* **What is expected**: Reproduce every row below word for word, omitting the pictures.
━━━━━━━━━━
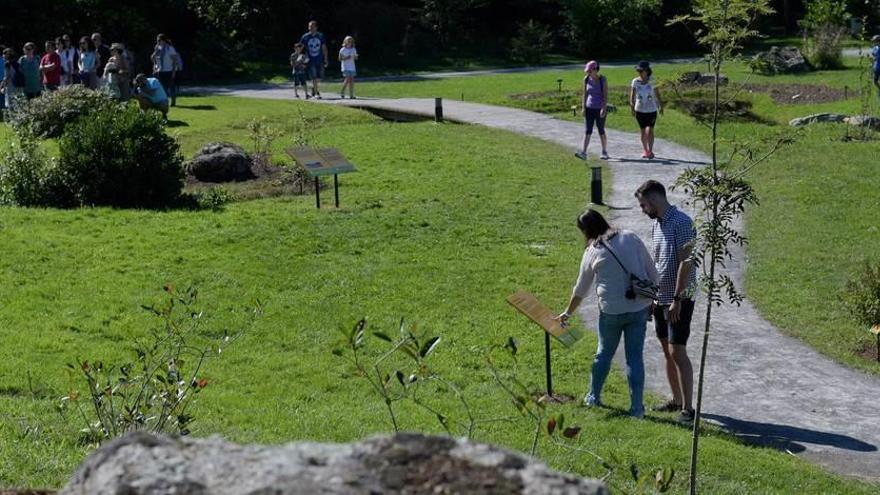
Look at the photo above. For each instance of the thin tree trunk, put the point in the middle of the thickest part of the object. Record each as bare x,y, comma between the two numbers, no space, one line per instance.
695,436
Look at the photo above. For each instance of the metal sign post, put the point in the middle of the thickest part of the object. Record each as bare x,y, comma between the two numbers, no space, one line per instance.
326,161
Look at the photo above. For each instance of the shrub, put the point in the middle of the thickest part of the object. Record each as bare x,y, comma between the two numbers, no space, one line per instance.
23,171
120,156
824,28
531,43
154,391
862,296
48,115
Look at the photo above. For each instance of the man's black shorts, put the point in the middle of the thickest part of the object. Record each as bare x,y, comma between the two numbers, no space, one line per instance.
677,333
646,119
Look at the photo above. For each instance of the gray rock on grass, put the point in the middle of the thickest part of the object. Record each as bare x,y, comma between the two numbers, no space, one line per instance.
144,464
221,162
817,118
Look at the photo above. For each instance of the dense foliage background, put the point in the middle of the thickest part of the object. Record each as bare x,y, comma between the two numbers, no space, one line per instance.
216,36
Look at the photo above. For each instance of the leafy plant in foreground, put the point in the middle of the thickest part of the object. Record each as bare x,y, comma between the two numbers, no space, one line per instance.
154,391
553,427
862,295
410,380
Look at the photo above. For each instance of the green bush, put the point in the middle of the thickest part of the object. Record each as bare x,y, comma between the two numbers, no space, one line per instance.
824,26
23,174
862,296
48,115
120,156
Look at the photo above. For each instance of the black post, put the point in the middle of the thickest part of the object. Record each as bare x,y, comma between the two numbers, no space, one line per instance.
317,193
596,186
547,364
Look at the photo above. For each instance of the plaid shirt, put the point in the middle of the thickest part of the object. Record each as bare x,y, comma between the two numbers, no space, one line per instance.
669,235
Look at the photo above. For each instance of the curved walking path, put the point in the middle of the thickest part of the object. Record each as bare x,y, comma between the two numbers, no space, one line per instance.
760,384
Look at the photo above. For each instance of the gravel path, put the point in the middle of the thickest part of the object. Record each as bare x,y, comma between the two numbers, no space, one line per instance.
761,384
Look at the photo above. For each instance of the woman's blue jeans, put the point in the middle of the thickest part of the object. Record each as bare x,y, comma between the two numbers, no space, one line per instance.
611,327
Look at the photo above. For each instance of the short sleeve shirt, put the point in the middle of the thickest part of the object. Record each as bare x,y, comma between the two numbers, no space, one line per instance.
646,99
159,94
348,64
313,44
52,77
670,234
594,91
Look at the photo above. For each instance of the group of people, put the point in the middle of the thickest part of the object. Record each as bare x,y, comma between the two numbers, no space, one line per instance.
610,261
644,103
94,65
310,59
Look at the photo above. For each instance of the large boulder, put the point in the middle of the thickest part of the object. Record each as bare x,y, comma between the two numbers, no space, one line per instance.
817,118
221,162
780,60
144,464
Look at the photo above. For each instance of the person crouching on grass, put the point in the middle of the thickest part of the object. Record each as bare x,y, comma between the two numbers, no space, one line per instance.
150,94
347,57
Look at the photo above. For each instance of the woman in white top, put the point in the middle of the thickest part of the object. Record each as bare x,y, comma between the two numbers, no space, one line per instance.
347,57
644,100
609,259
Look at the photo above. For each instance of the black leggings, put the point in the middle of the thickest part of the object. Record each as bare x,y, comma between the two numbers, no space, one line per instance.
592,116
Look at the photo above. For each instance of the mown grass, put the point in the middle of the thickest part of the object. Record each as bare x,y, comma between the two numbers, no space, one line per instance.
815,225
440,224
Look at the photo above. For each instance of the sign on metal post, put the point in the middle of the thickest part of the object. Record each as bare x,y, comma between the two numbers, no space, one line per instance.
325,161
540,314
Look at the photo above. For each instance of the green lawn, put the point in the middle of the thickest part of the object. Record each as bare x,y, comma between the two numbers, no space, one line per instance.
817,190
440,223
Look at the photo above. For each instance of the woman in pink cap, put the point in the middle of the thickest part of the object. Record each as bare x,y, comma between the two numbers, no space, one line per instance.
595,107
━━━━━━━━━━
* **Written reply**:
Look at the photo above. For each instance of the thin tree trunk, put the point in the middle of the thickest part of the object. Record each as bare x,y, comma between the two numbers, no space, one line per instance.
695,436
Look at the photo above. For each instance of the metal sign post, put the point in the middle of the thickest part of the object. Record each as bare x,y, comma between the two numbers, no space, one line per instance.
326,161
Look at the photo above. For each instance of the shrub, put the point in the middle of the thickest part of the object. Record each as bare x,y, comma between the two numbers, no space, one line per instance.
23,171
120,156
824,28
531,43
154,391
862,296
48,115
Look at the photo above. For each instance of the man's black shorts, put the point in the middle of the thickest part of the object. Record each as bare x,y, comma between the two numbers, no space, one line per instance.
677,333
646,119
Look at the photo above. For each instance of the gray rock on grass, put the point in the middle of the thickest part of the object. Record each as bare x,y, comma between the two numbers, no space, one line per instance.
144,464
221,162
817,118
Look at the photo above. For each instance of the dense foliage background, put the point in the middle of the thickest part of the object. Record each as bare x,y, comma between the two numbers, no space, one line per instance.
216,36
Look at the photo above. For each instance of the leafy plant in foreground, put the point in the middle of the thickest part of the object. Record each as bare x,y, comma between the two numbers, no space, one line per instance.
154,391
553,427
862,295
410,380
Look at the photo above. For each instance of the green bush, put the point in the middle of the thickest part of the object. Record each as bare x,y, comma between the two numbers, no space, one line per instance.
824,26
23,174
862,296
48,115
120,156
Look at the photo above. For each instance of the black post, put the point in the middle of the thickest part of the object. Record each as bare x,y, comma between the two numbers, no space, one line per instance.
317,193
596,186
547,364
Look at the photo above. For each instance of the plaid shirt, put the point in the middle of the thickest part of the object. Record each as bare x,y, comma between the two numbers, no space, one line per instance.
669,235
Look at the photo above. For each instance of the curved walking path, put the point in the middle of the thickest part of the object. Record each as bare x,y, comma between the two numbers, no space, one line per instance.
760,384
Look at the photo above. For each instance of the gravel path, put the point in the middle of the thickest part of the object. Record each as bare x,y, comma between the two numbers, no space, one line per instance.
761,384
Look at the photo above. For each instance of the woman's blue jeans, put the point in the middle of the thickest part of the object. Record each as bare x,y, comma between the two numbers, no space, one line per instance.
611,327
Look at the photo above. For each instance of the short sleeve shirt, put the point in the middle of the thickest part of the object. Record each as bare x,y, comma between the two numbers, no space, one line per instance.
646,99
159,94
348,64
313,44
52,77
670,234
594,91
Look at the photo above. For each instance of the group of people, put the point in the middle of the thickest part of the object. Record each as bare x,y, comma between the two numbers, no space, one line per instance.
610,261
644,103
94,65
310,59
Look at the photo above. For each instance of the large boulder, put the point in the middle of the thickest part of the object. Record each as bare x,y, comma between the two numbers, no space, one line per instance.
817,118
221,162
780,60
144,464
Look at the photo above. For each instance of the person crouching on grass, put the point in the middle of the thickest part of the object. Record each as bare x,y, comma between the two numbers, no space, one line per instance.
150,94
347,57
Look at the photo above. For each instance of the woman in white top, put the point in the middle of the thickest part of the object. Record each as bare x,y, comma between the two numbers, no space, one line per instance.
347,57
644,100
609,259
Look at the photo above. For each instance of the black leggings, put the point in the middle of the thickest part of the object. Record each as bare x,y, comma between the two numbers, no space, one line per instance.
592,116
Look at the photo above. For each instance of the mown grass, put the point in the middle of the thickest part of the object. Record each as bare x,y, comma between the two numbers, no space, one line per instance.
815,225
440,224
Look at the photo above. For each instance of the sign on metal post, put the point in the middle of the thickest part of the object. Record each as bare x,y, comma between the two numbers, no space, one line per instance.
325,161
540,314
Look at the photo above. For each instance of the green lawn, put the point in the middle of the thickest part of the object. Record each as bare x,y, comma between the two numbers, no space, one line per instance.
817,190
440,223
Look at the photo above. For each instance of the woman in pink cap, put the point in the middle of the thickest part of the object. Record each as bare x,y, comma between the two numbers, no space, one line per instance.
595,107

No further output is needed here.